• OBJECTIF:
Donnez, s'il vous plaît, la suite de la critique de l'opéra donné à Lille, en reprenant juste après sa dernière phrase.

Disons d'emblée que je n'ai eu à aucun moment l'impression de voir tourner à vide une machine conçue pour d'autres. Toute l'équipe s'est investie au point que chacun habite son rôle et semble le créateur de la production. Tous les chanteurs sans aucune exception se révèlent des acteurs consommés, acrobates, danseurs d'un niveau vraiment impressionnant. La production respire, ménage rires et pathos aves un équilibre que l'on retrouve en fosse : superbe direction de Haïm, tout d'une coulée, sans heurts caricaturaux, avec une véritable respiration, des tempi très justes - pas de lentissimo pour un adagio, pas de prestissimo pour un allegro. Les détails sortent de la masse sans jamais l'écraser - syndrome Harnoncourt : un accord de cuivre prend la place de l'accord orchestral. Le continuo assure avec souplesse son rôle, très attentif aux jeux de scène et aux libertés des chanteurs. Musicalement, scéniquement, c'est donc un vrai régal.
Vocalement, c'est plus inégal. Mais confrontés à leurs collègues de l'équipe anglaise immortalisée en DVD, force est de constater que les chanteurs réunis à Lille sont, dans leur ensemble, supérieurs.
Passons sur un Nireno cabotin et seulement danseur, et sur le piètre Tolomeo de Dumaux, certes ébouriffant scéniquement - cabriole comprise - mais dont la tessiture basse de Tolomeo met à nu la pauvreté insigne de son instrument - on entend réellement trois notes dans sa voix. Quand l'instrument se fait enfin entendre, de surcroît, sa voix vibre de la plus désagréable manière. Et dire qu'il va aborder Orlando... encore plus grave que Tolomeo !!!
Simon Bailey est le meilleur Achilla que j'ai entendu en salle, à la projection arrogante, aux vocalises précises, aux cadences spectaculaires et au timbre mordant : bravo ! Je rêve de le réentendre en Argante ou en Zoroastro. L'acteur est au diapason.
Tuva Semmingsen, comme la Kirschlager du DVD, accuse une faiblesse nette du bas medium et plus encore du grave, handicap surtout gênant dans "Svegliatevi nel core". Mais "Cara speme" est conduit comme une flûte ; "L'angue offeso" et "la justizia" se déroulent pour leur part avec musicalité et prestance. Une belle performance, touchante, quoique parfois un peu générique. L'actrice joue juste.
Hellekant n'est plus que l'ombre d'elle-même (il y a cinq ans, elle était encore une belle Cornelia) : elle peine à se faire entendre. La présence est intense et pleine de classe, mais le spectateur reste frustré dans les airs, les récitatifs se chargeant par contre de la rage requise. Bardon lui était nettement préférable.
Reste le cas des deux "héros" de la soirée.

• LIGNES RECENSÉES:
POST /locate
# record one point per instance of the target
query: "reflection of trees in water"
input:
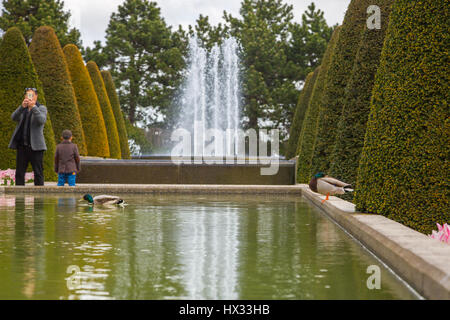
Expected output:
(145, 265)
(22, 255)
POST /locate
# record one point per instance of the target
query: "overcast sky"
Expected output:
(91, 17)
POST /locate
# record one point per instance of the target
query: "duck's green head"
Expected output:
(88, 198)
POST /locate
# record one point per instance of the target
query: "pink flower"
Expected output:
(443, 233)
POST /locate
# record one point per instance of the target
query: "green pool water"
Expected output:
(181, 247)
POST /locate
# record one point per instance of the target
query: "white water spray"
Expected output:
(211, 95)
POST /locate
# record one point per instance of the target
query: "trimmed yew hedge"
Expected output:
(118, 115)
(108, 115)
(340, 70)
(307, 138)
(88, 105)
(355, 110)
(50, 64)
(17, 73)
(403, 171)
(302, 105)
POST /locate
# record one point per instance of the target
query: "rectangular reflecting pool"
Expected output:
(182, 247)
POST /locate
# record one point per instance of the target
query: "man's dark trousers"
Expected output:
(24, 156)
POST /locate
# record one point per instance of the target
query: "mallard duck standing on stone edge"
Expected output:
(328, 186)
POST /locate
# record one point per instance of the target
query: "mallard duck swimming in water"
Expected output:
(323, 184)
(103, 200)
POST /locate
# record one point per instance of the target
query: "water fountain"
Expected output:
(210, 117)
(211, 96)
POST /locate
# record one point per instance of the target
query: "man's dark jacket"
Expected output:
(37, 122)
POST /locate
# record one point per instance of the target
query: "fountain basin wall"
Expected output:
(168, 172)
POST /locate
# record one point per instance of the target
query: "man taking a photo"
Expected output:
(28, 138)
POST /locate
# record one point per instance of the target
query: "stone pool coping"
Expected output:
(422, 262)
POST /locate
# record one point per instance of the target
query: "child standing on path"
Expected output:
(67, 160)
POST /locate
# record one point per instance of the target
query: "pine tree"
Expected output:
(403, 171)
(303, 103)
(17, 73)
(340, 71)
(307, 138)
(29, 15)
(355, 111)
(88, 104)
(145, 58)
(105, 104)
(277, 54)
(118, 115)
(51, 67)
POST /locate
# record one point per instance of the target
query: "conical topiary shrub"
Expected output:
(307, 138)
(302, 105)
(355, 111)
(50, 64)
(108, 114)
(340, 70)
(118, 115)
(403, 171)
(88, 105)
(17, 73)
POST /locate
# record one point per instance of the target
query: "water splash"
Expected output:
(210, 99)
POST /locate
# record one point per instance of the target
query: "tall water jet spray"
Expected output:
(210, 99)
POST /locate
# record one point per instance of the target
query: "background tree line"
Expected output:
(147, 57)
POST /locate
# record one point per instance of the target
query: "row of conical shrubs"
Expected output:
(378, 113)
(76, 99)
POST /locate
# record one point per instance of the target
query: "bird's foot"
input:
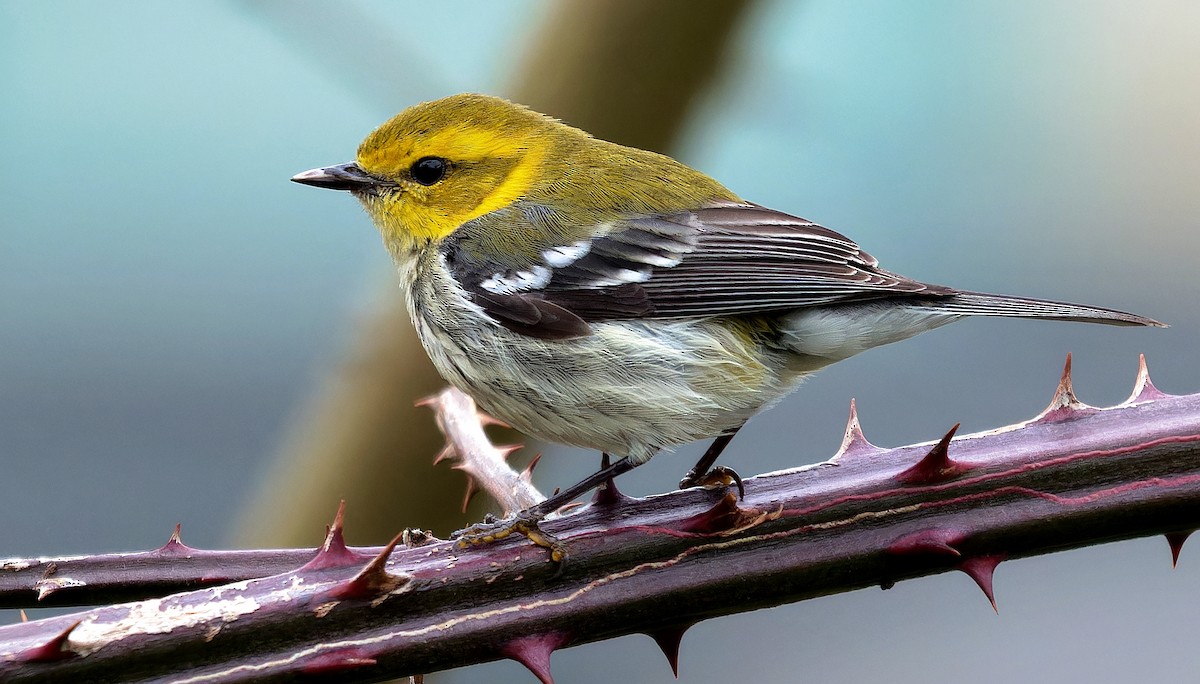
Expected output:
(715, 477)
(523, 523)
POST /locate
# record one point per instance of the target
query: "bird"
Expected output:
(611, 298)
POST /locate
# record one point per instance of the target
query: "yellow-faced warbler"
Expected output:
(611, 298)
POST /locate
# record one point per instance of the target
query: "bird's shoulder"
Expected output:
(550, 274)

• RÉSULTAT DE L'EXERCICE:
Connolly avait pour elle musicalité, variations et dignité. Prina - en remplacement de Mehta - possède une présence forte, virile et impressionnante. Ses vocalises sont imprécises et curieusement exécutées - "Presti omai" et, plus encore, "empio diro" en feront les frais. La messa di voce de "aure" n'est pas non plus son fort. Mais elle a un cran et surtout le registre grave qui font tant défaut à ses consoeurs - Connoly comprise. Daniels, Scholl,Connolly et tant d'autres sont tellement inaudibles dans cette zone pourtant essentielle du rôle que l'on se prend à apprécier cette voix sauvage, mordante dans le grave. Tant pis pour le versant baroque et virtuose, tant mieux pour l'impact global du rôle.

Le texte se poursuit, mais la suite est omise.